## begin Source text
STEM Degree ListMany of our readers, and especially those foreign students on F-1 status who are in a technical field, are aware of the regulations which allow holders of Science, Technology, Engineering and Math (STEM) degrees to obtain an additional 17-month OPT work permit extension, in addition to the 12-month post-completion OPT work permit.    Understanding the eligibility rules and especially understanding if one’s degree is a STEM degree is critical in planning for subsequent immigration steps, including whether to file for an H-1B petition.

The Immigration and Customs Enforcement (ICE) is the agency tasked with maintaining the STEM degree list and the list has been revised on a few occasions to add additional degrees.   Most recently, on May 11, 2012, ICE announced the most recent expansion of the list STEM degree programs.  Previously, some degrees were added in May 2011.

Current STEM-designated Programs

Please see the list of STEM-designated programs as of January 2015, as published by the Immigration and Customs Enforcement agency (which has jurisdiction over the Student and Exchange Visitor Program, SEVP).   The list incorporates the 2011 and 2012 additions and is current as of the date of this article, according to ICE.    We caution our readers to double-check the most current STEM-designated program list by contacting SEVP to ensure that their degree is STEM-designated before applying for or relying on STEM-designation and benefits.   Our office can offer phone or in-person consultations to assist in this kind of analysis.
## end Source text
## begin Dataset entries
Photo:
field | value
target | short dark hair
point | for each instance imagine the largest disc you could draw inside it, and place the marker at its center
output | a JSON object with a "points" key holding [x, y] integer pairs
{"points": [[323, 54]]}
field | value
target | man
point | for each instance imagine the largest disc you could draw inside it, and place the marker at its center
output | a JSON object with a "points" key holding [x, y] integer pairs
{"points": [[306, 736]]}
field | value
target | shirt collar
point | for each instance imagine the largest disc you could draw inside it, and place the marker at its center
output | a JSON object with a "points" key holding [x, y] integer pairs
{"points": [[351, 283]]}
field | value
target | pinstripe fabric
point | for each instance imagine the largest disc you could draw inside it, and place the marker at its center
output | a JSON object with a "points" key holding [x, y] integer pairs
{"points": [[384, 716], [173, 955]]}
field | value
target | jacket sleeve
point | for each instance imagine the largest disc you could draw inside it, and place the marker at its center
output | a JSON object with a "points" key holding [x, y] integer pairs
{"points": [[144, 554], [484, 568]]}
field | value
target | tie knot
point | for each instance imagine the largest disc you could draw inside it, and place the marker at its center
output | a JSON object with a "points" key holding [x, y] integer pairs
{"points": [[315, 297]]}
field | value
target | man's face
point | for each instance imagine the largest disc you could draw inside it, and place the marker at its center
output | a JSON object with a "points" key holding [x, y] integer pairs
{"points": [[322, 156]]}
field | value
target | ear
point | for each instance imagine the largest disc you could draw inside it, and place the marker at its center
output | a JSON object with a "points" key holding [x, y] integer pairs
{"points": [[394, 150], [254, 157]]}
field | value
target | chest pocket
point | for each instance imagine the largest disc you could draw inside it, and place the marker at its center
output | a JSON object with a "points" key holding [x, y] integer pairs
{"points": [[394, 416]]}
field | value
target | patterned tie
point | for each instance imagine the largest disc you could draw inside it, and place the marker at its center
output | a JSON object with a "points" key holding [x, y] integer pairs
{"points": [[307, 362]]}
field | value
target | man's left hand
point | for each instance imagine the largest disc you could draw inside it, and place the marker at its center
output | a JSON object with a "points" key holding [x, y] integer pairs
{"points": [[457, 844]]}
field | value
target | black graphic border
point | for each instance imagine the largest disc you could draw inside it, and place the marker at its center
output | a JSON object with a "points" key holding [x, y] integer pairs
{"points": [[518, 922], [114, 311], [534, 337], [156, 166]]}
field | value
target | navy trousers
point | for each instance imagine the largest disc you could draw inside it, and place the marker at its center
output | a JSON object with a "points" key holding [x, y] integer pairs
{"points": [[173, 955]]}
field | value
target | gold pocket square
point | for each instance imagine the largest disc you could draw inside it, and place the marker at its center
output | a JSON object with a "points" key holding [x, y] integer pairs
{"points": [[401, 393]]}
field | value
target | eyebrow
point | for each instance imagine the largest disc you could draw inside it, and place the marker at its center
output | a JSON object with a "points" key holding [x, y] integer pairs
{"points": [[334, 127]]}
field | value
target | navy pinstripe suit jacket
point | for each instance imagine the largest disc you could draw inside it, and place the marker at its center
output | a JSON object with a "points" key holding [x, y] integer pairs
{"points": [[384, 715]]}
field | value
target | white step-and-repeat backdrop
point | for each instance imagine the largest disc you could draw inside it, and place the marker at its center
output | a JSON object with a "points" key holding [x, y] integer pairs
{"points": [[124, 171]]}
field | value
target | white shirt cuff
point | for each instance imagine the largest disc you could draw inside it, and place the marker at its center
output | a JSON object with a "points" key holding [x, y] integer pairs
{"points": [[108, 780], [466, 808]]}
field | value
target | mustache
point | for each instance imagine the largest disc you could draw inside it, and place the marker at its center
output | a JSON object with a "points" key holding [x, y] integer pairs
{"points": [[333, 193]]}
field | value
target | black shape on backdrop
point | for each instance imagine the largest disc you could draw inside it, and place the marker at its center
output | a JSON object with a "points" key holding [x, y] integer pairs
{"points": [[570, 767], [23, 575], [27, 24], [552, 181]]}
## end Dataset entries
## begin Dataset entries
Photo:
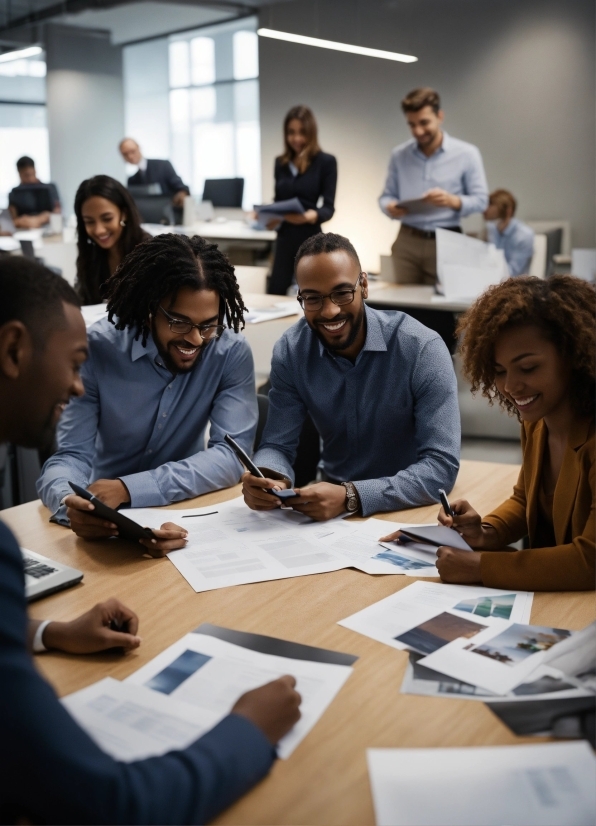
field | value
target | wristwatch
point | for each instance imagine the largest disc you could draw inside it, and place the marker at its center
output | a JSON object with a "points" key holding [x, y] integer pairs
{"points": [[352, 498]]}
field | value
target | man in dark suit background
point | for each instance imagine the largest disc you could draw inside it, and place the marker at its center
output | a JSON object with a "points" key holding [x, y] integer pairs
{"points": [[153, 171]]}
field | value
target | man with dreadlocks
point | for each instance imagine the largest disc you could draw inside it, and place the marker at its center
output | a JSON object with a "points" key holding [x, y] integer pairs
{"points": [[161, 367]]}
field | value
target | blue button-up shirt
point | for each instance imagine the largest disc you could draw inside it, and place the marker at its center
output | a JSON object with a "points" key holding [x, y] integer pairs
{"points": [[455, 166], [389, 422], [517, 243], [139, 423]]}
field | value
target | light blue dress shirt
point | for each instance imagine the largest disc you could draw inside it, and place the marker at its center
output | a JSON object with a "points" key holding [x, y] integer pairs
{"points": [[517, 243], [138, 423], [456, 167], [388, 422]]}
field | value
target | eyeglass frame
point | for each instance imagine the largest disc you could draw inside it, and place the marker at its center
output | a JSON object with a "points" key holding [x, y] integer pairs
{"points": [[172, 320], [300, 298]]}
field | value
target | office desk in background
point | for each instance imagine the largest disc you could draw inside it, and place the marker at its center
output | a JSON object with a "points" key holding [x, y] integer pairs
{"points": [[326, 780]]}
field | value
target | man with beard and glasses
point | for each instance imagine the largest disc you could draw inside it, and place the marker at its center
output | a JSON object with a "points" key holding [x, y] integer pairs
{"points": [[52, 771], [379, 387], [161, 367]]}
## end Dataset entries
## begin Dataset entries
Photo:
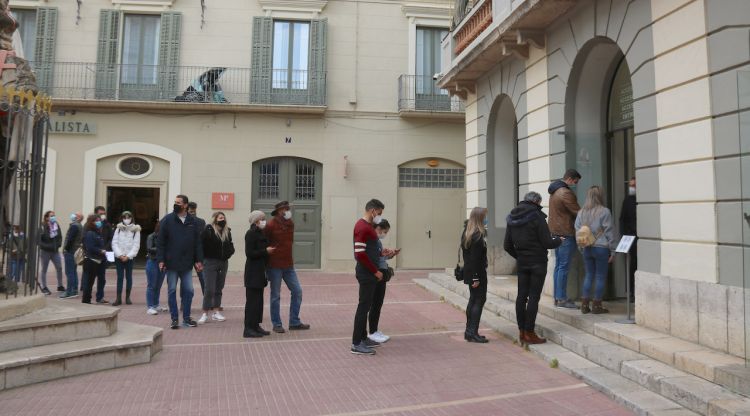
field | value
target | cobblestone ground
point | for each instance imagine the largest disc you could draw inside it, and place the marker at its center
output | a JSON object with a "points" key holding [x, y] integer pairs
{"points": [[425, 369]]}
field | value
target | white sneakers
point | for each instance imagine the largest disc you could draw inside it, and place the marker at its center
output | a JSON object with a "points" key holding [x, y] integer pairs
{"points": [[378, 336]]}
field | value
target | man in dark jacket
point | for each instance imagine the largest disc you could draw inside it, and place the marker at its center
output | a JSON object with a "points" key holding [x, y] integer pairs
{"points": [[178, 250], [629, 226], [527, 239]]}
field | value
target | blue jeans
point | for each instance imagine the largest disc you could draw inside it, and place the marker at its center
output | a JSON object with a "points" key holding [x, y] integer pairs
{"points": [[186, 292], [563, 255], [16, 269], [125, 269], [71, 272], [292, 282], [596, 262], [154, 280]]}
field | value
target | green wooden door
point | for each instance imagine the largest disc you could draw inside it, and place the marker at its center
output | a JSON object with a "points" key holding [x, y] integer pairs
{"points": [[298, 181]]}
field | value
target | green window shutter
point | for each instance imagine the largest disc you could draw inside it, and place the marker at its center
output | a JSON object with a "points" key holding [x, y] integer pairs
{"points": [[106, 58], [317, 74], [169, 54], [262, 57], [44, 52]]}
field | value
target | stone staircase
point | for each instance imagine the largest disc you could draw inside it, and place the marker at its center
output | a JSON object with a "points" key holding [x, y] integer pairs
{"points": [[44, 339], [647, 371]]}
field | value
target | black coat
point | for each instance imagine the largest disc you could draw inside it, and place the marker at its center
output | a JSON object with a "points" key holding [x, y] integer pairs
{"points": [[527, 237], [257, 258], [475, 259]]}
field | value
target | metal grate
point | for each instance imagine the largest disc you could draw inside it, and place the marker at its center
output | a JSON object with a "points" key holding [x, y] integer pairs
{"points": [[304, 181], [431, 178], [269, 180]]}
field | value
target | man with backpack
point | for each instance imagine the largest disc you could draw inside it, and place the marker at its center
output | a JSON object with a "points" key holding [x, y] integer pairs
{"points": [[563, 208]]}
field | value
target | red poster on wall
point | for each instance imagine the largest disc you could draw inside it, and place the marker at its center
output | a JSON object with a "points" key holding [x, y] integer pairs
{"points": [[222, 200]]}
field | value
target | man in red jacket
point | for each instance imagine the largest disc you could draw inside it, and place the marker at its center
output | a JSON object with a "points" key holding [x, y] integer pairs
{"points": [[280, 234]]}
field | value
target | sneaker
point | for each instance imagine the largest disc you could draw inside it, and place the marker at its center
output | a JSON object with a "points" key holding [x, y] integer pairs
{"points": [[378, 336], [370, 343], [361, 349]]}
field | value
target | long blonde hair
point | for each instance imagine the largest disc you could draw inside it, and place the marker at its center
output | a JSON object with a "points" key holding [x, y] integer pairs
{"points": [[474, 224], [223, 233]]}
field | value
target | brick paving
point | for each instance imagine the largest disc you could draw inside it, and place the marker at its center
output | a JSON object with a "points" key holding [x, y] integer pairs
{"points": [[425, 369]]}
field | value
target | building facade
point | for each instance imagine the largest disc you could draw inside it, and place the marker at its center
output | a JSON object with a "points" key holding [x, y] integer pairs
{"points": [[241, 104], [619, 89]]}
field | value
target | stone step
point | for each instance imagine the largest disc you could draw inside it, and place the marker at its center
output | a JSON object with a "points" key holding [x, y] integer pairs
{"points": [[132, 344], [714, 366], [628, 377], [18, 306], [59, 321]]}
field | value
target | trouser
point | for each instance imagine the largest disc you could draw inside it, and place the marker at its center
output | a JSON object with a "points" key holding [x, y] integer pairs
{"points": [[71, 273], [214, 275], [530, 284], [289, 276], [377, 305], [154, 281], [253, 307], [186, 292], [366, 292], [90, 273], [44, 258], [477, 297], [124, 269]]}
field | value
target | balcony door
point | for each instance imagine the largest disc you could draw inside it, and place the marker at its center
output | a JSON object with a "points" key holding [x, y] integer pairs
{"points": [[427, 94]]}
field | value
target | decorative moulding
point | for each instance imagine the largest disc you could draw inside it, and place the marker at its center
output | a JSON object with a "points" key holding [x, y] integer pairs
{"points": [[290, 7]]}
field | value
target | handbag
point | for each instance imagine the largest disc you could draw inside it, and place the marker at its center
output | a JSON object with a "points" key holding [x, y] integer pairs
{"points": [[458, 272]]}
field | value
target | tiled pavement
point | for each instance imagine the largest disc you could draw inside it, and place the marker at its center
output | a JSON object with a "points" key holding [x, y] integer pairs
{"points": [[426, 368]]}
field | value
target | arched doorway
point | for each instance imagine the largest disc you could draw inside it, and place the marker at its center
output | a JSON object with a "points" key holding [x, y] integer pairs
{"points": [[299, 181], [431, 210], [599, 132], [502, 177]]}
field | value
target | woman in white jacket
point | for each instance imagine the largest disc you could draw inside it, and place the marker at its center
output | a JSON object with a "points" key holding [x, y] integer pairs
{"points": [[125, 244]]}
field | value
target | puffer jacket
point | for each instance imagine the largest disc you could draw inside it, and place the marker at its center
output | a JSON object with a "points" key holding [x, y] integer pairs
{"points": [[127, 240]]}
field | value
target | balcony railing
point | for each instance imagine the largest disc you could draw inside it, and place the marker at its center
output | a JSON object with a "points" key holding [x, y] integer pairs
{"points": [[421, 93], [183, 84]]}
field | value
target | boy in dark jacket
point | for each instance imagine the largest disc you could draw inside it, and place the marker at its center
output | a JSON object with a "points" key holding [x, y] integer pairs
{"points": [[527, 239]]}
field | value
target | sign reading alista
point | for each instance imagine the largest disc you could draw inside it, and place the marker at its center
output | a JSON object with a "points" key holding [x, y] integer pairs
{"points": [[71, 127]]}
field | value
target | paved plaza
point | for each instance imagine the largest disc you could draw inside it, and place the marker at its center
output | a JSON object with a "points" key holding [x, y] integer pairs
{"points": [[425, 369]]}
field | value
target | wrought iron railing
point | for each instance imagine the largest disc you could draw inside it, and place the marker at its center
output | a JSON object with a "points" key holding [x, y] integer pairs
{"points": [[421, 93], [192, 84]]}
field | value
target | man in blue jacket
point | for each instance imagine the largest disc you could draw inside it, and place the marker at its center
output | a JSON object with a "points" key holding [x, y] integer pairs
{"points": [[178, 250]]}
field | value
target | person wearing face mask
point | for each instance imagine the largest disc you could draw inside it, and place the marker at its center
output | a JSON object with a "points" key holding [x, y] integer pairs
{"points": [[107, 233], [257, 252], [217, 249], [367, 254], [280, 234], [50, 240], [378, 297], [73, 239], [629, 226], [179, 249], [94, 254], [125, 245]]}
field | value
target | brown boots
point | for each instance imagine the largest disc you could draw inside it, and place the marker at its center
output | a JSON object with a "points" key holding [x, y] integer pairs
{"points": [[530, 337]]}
## end Dataset entries
(What is expected): Extend the text on the STEM degree list, beginning immediately after its final sentence.

(Final result):
STEM-Designation Has Great Benefits

Why is a STEM designation so important?   On April 8, 2008, the Department of Homeland Security published an Interim Final Rule (IFR) titled, Extending Period of Optional Practical Training (OPT) by 17 Months for F-1 Nonimmigrant Students With STEM Degrees and Expanding Cap-Gap Relief for All F-1 Students With Pending H-1B Petitions.    As a result, a STEM degree allows for a total OPT time of 29 months, compared to only 12 months for non-STEM degrees.

This is important for a number of reasons.   Most importantly for many folks — the OPT holder has the chance to apply for a cap H-1B petition two, sometimes even three, times.   In a time where the annual H-1B cap is oversubscribed and the available H-1B visas are distributed by lottery, having more chances to apply for an H-1B under the cap is certainly better.    Additionally, eligible OPT holders have more time to obtain better skills and this provides greater flexibility in job hunting — employers are more likely to consider a candidate with more experience and longer work authorization term.

Is My Degree a STEM-Designated Degree Program?

The first step is to find the classification number of your degree.  The Classification of Educational Programs, a database provided by the Department of Education is helpful in looking up the CIP code for a specific degree.  Also, the degree and its CIP code are often listed on the top of page 3 (“Primary Major” line) of a student’s SEVIS Form I-20.

Once the CIP classification of the degree is determined, an F-1 or OPT holder should look at the list of STEM-designated programs as of January 2015 and see if the CIP code of the degree is listed as a STEM-designated program.    Finally, the F-1/OPT student should ensure that there are no STEM designation changes – perhaps by consulting SEVP, the university or an immigration attorney.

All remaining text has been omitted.